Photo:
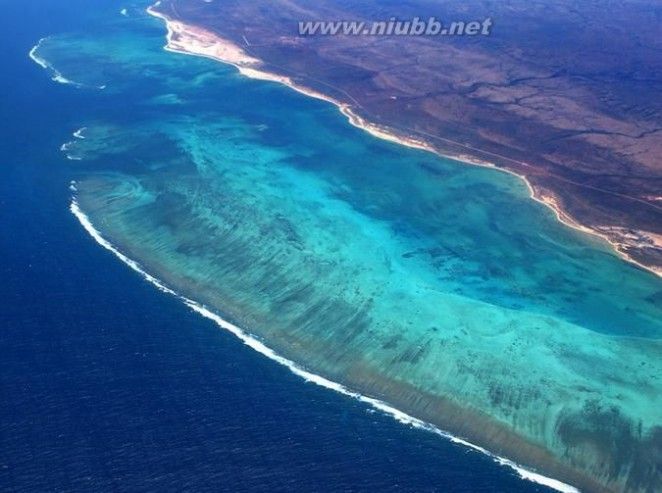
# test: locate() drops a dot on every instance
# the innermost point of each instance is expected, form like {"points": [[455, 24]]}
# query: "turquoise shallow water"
{"points": [[434, 285]]}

--------

[EXERCISE BRIEF]
Copy the records above line for line, leaving out the pictures.

[EXPECTED ANSWER]
Photo:
# test: locate() drops a dot on every instance
# the innermost point of each instance is expected, form like {"points": [[455, 24]]}
# query: "turquoise shallow water"
{"points": [[434, 285]]}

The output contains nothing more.